Page text:
|---|
Zentist, a provider of AI-enabled revenue cycle management (RCM) solutions for US dental groups and DSOs, has released its inaugural 2026 Dental RCM Trends & Insights Report. The report examines the operational and financial pressures shaping the dental revenue cycle and outlines how organisations can prepare for sustained performance in 2026.
Drawing on insights from more than 160 dental revenue cycle and insurance billing professionals, alongside expert commentary from industry leaders, the report highlights several key findings:
• Strong collections, unsustainable effort: Although 63% of practices report net collection rates of 90% or higher, this performance is increasingly maintained through intensive manual labour rather than operational efficiency
• Eligibility remains the top operational burden: 71% of respondents identified real-time insurance verification as their primary daily challenge, with reliance on batch processing and manual portal checks contributing to avoidable denials and front-office friction
• Rising patient financial responsibility: 31% cited increasing patient out-of-pocket costs as the trend most likely to affect business performance in 2026
• Growing denials and payer scrutiny: 78% reported an increase in claim denials or payer scrutiny over the past year, largely linked to evolving policy interpretations around medical necessity and frequency limits
• Accelerating automation adoption: 58% of practices have adopted or plan to adopt AI and automation tools in 2026, focusing on high-volume workflows such as eligibility verification and payment posting
• Different strategies by size: Solo practices prioritise patient payment technologies to secure immediate cash flow, while DSOs invest in broader automation ecosystems to improve multi-site efficiency
Commenting on the findings, Ato Kasymov, chief executive officer and co-founder of Zentist, said: “Dental organisations are under increasing pressure. Patients are paying more out of pocket, payer requirements are tightening, and administrative complexity continues to grow. Practices are maintaining strong collection rates, but at rising operational cost — an ‘efficiency paradox’ driven by unsustainable manual effort.”
“The solution is targeted automation,” he added. “Organisations that want to remain resilient in 2026 must move from manual dependency to scalable systems.”
|---|
Dataset extract:
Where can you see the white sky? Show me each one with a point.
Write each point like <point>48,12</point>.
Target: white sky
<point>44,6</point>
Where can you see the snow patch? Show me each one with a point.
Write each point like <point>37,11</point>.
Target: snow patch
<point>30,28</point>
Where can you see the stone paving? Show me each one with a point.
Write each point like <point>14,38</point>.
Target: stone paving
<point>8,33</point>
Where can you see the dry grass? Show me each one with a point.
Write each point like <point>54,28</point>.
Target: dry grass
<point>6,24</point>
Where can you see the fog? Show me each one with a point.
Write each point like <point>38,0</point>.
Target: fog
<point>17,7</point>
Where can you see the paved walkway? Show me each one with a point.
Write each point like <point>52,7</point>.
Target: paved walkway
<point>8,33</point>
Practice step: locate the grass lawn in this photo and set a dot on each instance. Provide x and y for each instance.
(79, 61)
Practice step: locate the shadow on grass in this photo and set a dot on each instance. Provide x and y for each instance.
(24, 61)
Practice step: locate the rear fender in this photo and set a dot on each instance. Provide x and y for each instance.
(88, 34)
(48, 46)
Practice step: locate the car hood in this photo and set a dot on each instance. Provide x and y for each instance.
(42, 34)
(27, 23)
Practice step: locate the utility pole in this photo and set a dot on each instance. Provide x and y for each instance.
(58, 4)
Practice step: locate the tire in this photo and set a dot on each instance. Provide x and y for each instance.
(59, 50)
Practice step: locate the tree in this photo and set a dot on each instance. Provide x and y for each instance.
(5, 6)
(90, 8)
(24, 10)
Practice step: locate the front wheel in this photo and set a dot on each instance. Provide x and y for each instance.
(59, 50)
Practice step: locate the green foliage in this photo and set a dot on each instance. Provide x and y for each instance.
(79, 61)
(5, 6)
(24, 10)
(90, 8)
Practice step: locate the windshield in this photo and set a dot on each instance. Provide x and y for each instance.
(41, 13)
|---|
Work to be completed: Rewrite the paragraph of the dental revenue cycle text that begins "Zentist, a provider of" as a short bulleted list that keeps its main facts.

The completed task:
- Zentist provides AI-enabled revenue cycle management (RCM) solutions for US dental groups and DSOs.
- It has released its inaugural 2026 Dental RCM Trends & Insights Report.
- The report examines the operational and financial pressures shaping the dental revenue cycle.
- It outlines how organizations can prepare for sustained performance in 2026.